#### Selected excerpt:
= = = = =

COVID-19’s Effect on Homelessness in England
COVID-19 rocked the planet when it first came into the limelight during 2020, and it only spiraled out of control as the year went on and more and more countries went into lockdown. England has had a notoriously significant homeless issue with almost 220,000 homeless people by the end of 2019, up from the almost 208,000 homeless people in 2018. The average age for many of these men and women is between 40 and 50 years of age. There are also many types of homelessness in England. These types include rough sleeping, statutory homelessness, hidden homelessness and those who are at risk of homelessness.
Types of Homelessness
- Rough Sleeping: One can define rough sleeping as the most noticeable form of homelessness. It is also the most stereotypical or the one people know the best. It is where someone finds themselves sleeping on the streets, without any form of temporary housing. Alongside the already troublesome issue of having to find somewhere safe to sleep for the night, the longer someone finds themselves sleeping rough, the higher the chances are of them facing some level of injury, mental or physical.
- Statutory Homelessness: Statutory homelessness is the struggle of gaining housing through local jurisdiction. Often, people must be able to go through the legal hoops to secure proper housing.
- Hidden Homelessness: Hidden homelessness involves those who cannot gain housing through local jurisdictions, or simply do not reach out and use the systems available to them for help. In England, official government statistics exclude people experiencing hidden homelessness, because these people may temporarily stay with friends or family, or in hotels, and so on. This is one of the most non-visible forms of homelessness.

= = = = =

#### Stored data:
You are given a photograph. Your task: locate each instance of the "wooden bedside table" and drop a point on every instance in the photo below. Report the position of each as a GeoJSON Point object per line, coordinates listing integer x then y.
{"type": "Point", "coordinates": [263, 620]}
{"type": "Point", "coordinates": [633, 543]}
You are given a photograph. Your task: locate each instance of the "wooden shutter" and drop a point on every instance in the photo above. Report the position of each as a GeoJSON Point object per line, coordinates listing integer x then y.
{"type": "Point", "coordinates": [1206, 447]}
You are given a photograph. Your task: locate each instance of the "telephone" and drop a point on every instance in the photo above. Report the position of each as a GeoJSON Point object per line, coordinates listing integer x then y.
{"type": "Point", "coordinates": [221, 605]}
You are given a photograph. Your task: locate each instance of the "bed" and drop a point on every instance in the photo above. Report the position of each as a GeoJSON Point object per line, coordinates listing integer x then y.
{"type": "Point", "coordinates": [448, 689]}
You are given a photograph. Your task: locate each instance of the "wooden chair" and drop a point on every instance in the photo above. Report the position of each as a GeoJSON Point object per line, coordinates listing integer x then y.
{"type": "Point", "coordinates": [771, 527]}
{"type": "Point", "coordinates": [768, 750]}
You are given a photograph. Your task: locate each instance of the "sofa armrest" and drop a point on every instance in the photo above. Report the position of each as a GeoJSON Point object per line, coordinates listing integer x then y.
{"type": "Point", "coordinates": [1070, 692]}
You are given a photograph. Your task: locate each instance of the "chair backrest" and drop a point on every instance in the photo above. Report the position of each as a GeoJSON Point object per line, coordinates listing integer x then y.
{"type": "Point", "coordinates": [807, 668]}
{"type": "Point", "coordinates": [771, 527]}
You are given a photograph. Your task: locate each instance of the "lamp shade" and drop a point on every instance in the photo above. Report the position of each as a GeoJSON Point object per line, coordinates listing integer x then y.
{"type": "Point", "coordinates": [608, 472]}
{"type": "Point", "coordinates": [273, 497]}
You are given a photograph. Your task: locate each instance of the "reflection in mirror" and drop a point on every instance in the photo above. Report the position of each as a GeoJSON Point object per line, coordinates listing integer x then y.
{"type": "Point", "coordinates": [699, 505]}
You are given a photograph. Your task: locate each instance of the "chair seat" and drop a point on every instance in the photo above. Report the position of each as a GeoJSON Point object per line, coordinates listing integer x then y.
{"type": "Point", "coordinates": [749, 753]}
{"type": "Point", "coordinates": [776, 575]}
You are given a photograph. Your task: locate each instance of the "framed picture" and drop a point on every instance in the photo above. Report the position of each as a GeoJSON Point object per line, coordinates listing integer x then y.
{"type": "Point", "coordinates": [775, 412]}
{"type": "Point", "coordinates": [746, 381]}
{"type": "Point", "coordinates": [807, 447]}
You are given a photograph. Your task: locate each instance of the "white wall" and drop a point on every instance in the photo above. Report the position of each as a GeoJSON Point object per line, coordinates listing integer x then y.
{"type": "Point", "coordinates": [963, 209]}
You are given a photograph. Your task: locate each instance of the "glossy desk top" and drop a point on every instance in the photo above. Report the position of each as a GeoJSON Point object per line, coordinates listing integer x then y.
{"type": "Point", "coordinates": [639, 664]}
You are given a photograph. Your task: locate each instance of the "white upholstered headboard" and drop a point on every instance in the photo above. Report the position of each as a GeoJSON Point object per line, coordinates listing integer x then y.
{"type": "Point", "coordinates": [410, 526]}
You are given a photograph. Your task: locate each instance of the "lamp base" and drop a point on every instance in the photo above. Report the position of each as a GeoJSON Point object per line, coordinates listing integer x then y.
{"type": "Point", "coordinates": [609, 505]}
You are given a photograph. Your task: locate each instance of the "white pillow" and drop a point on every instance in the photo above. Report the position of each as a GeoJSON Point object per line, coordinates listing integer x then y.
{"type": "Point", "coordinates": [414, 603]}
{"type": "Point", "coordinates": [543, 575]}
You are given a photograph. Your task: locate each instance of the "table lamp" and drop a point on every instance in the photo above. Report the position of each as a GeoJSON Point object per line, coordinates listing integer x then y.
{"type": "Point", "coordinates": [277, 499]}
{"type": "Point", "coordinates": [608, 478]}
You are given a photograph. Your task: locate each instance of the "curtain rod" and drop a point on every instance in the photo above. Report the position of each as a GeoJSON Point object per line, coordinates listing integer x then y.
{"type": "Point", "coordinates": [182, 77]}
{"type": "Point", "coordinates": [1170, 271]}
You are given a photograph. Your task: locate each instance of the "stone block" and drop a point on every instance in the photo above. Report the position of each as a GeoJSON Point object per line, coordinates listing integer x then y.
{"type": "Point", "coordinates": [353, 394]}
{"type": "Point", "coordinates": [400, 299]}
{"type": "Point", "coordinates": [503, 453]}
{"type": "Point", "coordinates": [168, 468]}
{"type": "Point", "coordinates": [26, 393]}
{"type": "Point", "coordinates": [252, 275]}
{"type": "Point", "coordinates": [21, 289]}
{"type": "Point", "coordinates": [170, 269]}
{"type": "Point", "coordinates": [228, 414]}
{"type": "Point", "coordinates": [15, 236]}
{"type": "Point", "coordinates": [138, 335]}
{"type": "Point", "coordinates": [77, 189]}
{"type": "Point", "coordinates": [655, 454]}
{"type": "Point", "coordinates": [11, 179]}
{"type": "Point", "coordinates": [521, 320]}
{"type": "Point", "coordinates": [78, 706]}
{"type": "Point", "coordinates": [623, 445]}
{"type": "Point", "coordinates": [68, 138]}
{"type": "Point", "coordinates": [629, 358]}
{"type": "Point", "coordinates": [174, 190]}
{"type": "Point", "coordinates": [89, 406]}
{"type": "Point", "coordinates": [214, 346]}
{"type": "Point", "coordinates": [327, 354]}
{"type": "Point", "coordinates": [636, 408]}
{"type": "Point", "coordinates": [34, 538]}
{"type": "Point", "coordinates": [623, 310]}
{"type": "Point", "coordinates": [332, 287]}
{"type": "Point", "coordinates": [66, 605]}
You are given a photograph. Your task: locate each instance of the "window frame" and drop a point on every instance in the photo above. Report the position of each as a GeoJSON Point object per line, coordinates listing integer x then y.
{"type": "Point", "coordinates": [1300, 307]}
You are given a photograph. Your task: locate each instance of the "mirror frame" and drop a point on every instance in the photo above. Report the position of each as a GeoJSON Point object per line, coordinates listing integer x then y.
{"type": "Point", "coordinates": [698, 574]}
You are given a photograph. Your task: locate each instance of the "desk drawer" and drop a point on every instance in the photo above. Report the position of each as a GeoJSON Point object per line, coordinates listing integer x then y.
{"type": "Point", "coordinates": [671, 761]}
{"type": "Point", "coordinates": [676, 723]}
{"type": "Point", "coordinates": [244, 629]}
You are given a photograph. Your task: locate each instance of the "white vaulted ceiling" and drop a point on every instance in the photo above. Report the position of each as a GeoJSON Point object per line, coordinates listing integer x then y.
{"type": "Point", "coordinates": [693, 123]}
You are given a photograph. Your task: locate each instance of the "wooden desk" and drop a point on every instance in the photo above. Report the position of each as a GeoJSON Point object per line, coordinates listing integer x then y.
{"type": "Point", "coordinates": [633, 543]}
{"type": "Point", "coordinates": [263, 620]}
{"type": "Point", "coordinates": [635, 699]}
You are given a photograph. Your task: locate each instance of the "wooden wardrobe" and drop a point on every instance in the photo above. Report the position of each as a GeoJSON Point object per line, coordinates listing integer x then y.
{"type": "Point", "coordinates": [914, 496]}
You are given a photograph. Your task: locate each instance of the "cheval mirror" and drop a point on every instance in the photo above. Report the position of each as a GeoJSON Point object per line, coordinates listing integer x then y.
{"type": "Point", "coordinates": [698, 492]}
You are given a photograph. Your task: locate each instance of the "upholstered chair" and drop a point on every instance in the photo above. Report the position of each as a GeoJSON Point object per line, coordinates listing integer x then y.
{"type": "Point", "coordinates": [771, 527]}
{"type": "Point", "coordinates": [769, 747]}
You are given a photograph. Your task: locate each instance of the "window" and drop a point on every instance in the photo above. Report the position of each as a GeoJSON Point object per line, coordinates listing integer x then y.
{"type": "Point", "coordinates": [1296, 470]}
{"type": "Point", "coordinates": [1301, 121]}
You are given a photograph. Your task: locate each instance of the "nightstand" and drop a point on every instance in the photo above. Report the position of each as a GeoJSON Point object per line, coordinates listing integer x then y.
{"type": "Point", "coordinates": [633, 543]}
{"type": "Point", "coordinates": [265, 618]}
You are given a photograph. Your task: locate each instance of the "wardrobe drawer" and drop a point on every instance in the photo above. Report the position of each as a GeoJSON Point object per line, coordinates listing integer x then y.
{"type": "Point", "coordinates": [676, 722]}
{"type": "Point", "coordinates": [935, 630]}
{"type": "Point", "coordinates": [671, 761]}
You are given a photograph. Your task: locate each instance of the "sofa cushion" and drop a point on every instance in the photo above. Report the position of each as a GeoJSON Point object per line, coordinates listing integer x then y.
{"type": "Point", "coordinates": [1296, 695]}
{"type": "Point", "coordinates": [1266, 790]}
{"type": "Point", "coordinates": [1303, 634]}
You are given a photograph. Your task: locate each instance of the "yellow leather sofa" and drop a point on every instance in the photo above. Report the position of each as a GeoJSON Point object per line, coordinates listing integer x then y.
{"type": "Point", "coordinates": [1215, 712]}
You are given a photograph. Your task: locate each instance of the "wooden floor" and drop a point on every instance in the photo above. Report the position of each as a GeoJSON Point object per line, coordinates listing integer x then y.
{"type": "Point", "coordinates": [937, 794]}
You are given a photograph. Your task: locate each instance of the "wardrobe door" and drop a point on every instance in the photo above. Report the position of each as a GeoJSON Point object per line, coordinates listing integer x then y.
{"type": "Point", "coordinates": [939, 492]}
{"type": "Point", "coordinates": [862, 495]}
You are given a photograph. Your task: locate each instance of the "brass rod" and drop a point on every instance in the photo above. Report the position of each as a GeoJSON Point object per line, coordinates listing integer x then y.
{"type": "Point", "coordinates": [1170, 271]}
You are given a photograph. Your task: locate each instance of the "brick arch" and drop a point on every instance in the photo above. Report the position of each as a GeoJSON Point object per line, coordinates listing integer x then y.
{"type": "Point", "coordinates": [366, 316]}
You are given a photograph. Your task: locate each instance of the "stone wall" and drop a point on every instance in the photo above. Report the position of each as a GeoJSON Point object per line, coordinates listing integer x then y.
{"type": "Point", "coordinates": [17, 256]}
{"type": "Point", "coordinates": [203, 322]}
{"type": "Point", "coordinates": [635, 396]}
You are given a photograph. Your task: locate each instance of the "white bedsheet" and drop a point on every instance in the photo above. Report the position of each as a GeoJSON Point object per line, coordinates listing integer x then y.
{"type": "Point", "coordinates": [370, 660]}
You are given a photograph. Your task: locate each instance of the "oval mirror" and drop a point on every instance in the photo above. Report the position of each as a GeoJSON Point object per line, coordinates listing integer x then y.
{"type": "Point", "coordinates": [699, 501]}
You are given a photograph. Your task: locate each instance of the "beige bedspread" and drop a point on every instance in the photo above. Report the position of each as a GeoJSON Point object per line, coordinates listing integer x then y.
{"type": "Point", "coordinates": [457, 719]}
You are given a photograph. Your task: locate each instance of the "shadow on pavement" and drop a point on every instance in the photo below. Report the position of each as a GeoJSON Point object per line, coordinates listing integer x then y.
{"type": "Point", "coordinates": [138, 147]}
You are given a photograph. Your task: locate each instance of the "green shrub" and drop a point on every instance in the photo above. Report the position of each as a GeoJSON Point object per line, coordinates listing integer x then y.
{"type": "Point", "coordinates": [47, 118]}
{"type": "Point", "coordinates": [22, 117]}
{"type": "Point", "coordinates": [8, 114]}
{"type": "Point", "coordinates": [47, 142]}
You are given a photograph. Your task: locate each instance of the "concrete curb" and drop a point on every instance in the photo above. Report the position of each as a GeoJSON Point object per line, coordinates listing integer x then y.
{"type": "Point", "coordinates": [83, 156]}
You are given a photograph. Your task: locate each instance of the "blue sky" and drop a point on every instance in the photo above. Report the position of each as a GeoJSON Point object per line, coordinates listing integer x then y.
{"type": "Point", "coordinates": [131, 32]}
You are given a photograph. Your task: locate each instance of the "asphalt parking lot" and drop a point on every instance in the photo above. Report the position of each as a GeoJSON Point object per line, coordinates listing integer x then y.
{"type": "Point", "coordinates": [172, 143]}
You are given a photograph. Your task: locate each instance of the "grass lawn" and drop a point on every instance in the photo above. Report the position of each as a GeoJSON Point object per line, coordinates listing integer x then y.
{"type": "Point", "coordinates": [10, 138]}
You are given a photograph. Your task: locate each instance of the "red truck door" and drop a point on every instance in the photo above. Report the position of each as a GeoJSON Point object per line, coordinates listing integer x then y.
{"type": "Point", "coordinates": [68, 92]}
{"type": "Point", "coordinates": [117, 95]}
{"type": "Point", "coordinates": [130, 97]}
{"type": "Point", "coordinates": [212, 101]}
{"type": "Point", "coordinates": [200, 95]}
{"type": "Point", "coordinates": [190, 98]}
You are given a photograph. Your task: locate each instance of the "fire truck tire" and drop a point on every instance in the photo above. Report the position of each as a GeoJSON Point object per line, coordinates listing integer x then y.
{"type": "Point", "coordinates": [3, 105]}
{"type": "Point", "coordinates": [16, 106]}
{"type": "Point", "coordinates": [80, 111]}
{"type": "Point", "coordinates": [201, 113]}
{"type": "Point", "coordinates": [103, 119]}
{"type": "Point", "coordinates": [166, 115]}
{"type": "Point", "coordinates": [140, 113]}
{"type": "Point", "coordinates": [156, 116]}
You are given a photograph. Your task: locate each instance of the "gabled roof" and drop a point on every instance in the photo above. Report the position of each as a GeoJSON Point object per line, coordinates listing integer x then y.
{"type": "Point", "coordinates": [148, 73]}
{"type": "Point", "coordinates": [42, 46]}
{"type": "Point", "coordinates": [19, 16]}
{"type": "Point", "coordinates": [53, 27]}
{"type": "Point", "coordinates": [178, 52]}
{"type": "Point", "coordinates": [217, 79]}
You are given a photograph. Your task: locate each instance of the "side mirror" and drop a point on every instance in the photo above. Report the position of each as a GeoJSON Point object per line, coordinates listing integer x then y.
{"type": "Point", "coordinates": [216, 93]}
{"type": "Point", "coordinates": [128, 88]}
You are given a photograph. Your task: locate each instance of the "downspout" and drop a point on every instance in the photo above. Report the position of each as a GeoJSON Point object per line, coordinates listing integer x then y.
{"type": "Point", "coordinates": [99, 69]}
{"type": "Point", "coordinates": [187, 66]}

= = = = =

#### Questions on the material:
- a) In the piece on COVID-19 and homelessness in England, why are people experiencing hidden homelessness left out of official government statistics? Answer in one to three sentences.
- b) According to the piece on COVID-19 and homelessness in England, how many homeless people did England have by the end of 2019?
- c) Reproduce the part of the piece on COVID-19 and homelessness in England starting at "- Hidden Homelessness: Hidden" and ending at "forms of homelessness.".

#### Task answers:
- a) They are excluded because they may stay temporarily with friends or family, or in hotels.

- b) Almost 220,000.

- c)
- Hidden Homelessness: Hidden homelessness involves those who cannot gain housing through local jurisdictions, or simply do not reach out and use the systems available to them for help. In England, official government statistics exclude people experiencing hidden homelessness, because these people may temporarily stay with friends or family, or in hotels, and so on. This is one of the most non-visible forms of homelessness.